-- START OF Selected passage --

CONNECTING THE DOTS
Frosty Wooldridge
More About: BooksPart 3--Life on the Brink: Environmentalists Confront Overpopulation
Part 3: Destructive momentum, can enlightened
environmentalist overcome global pollution, climate destabilization, species
extinction?
William R. Catton, author of Overshoot,
explains that humanity exceeded the carrying capacity of the planet decades
ago. Our species lives in “overshoot” or
what might be considered as borrowed time.
“Human actions have been undoing much of what the
biosphere offers to make this planet suitable to support a quality of human
life,” said Catton. “A growing number of
humans, equipped with resource-ravenous technology, have exploited a widening
array of natural resources, both renewable and non-renewable. Ideas about
limits are now vital.”
Scarcity:
Humanity’s Final Chapter by Christopher O. Clugston
chronicles our
destruction and exhaustion of non-renewable resources. We rapidly exhaust the metals, minerals and
materials that run our computers, cell phones, batteries, solar panels and
thousands of other products. As we
humans continue exploding our number by 80 million annually net gain, Mother
Earth cannot cope with endless mining of her resources. She will run out at
some point.

-- END OF Selected passage --
-- START OF Extracted entries --

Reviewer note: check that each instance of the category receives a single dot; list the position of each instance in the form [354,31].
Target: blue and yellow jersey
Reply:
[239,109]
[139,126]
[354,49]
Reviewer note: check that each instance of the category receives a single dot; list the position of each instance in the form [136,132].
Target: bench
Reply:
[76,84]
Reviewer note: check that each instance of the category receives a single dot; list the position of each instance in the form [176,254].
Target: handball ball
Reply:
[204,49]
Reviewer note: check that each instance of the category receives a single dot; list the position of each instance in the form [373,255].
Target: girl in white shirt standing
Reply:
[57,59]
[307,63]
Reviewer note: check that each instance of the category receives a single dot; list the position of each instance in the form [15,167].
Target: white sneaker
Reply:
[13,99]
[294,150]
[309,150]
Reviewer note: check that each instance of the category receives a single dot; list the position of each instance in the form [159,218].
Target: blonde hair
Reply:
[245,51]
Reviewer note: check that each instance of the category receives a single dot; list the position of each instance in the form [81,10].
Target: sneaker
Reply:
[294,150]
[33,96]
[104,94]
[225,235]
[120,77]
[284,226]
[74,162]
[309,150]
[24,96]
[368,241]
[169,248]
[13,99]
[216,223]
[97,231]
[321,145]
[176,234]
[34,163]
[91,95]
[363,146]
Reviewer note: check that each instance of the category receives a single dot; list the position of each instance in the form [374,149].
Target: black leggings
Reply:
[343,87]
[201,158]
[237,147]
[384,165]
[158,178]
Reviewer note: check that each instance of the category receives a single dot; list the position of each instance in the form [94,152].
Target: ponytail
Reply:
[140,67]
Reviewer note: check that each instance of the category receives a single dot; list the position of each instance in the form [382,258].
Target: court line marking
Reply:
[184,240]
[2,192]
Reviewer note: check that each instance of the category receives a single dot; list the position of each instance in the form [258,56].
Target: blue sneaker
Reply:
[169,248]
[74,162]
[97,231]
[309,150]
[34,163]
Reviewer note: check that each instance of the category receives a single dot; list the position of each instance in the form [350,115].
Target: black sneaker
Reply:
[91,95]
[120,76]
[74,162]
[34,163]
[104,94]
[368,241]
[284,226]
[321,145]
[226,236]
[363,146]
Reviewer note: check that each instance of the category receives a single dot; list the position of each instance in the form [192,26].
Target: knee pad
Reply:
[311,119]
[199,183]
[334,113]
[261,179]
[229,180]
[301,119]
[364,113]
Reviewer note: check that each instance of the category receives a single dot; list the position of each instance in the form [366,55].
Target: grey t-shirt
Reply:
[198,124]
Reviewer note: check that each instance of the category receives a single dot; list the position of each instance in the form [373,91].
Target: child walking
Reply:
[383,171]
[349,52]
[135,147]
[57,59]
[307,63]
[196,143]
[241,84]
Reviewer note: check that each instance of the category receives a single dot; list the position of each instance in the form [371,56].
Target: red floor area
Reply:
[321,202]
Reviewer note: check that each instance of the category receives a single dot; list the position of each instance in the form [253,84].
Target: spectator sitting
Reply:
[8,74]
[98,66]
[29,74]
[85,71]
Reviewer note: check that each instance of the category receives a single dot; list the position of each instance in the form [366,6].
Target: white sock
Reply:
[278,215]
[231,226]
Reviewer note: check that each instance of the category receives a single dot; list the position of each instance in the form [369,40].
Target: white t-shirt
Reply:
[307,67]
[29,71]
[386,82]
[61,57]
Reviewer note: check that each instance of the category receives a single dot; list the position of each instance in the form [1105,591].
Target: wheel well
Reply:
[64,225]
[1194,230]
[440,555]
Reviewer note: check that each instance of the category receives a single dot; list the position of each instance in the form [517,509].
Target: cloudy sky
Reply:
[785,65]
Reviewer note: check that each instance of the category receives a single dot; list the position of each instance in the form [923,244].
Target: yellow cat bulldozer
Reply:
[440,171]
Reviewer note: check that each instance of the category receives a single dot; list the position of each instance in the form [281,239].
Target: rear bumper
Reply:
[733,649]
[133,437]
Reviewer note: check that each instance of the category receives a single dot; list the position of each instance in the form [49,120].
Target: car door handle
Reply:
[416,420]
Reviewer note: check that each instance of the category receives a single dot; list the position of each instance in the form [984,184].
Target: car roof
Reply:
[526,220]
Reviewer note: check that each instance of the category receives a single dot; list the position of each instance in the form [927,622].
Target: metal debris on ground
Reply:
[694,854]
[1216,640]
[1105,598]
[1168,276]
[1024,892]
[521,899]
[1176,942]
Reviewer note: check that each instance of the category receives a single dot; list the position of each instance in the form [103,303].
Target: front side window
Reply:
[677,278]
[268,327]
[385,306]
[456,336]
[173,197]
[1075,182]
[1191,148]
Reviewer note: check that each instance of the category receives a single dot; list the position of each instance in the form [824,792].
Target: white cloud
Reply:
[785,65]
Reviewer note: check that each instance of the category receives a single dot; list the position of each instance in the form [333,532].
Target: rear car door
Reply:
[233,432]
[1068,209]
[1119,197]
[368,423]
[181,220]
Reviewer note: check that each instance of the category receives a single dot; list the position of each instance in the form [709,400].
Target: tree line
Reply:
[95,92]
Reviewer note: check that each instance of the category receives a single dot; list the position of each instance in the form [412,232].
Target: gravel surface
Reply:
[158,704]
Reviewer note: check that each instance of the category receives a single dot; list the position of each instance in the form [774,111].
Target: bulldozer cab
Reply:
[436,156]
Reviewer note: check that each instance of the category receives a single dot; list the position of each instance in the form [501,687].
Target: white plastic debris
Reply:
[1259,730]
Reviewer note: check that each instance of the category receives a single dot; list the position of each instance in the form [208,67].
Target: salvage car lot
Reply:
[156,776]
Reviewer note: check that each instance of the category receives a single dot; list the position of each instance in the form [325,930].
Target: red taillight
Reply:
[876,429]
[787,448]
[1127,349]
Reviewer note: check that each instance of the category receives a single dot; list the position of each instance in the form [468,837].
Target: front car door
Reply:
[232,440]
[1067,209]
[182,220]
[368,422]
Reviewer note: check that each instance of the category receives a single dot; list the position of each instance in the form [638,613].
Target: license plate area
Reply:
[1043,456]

-- END OF Extracted entries --

### What you have to do
Update the overpopulation text, beginning at the words "CONNECTING THE DOTS" and stopping after "as borrowed time.", and use "ecological limits" wherever "carrying capacity" appears. The rows have no connection to the overpopulation text.

### The completed task
CONNECTING THE DOTS
Frosty Wooldridge
More About: BooksPart 3--Life on the Brink: Environmentalists Confront Overpopulation
Part 3: Destructive momentum, can enlightened
environmentalist overcome global pollution, climate destabilization, species
extinction?
William R. Catton, author of Overshoot,
explains that humanity exceeded the ecological limits of the planet decades
ago. Our species lives in “overshoot” or
what might be considered as borrowed time.